Given records Start Marker

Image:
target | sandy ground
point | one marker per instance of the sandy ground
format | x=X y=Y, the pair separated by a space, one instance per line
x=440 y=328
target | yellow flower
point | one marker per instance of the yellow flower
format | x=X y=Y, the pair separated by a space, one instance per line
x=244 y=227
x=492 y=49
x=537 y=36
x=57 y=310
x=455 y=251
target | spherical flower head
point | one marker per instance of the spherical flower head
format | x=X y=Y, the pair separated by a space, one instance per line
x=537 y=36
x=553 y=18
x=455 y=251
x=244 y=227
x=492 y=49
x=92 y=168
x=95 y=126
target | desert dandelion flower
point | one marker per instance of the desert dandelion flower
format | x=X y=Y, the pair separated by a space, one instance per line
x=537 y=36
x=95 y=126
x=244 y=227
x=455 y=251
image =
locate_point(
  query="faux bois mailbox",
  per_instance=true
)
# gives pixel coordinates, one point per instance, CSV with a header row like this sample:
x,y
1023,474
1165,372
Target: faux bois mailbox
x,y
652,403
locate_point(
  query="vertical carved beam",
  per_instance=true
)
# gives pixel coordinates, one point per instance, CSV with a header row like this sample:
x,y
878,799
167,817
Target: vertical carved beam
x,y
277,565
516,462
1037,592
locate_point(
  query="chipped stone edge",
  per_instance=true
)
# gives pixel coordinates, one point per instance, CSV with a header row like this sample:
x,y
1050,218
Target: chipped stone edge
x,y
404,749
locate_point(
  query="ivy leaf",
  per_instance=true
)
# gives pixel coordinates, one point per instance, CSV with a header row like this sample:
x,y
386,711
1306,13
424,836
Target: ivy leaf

Given records End Marker

What the task asks => The lines to return are those in the entries above that hold "flower".

Expected answer =>
target | yellow flower
point | one marker per instance of the yellow flower
target | spherical flower head
point | one marker per instance of the spherical flower head
target | desert dandelion flower
point | one marker per instance of the desert dandelion flower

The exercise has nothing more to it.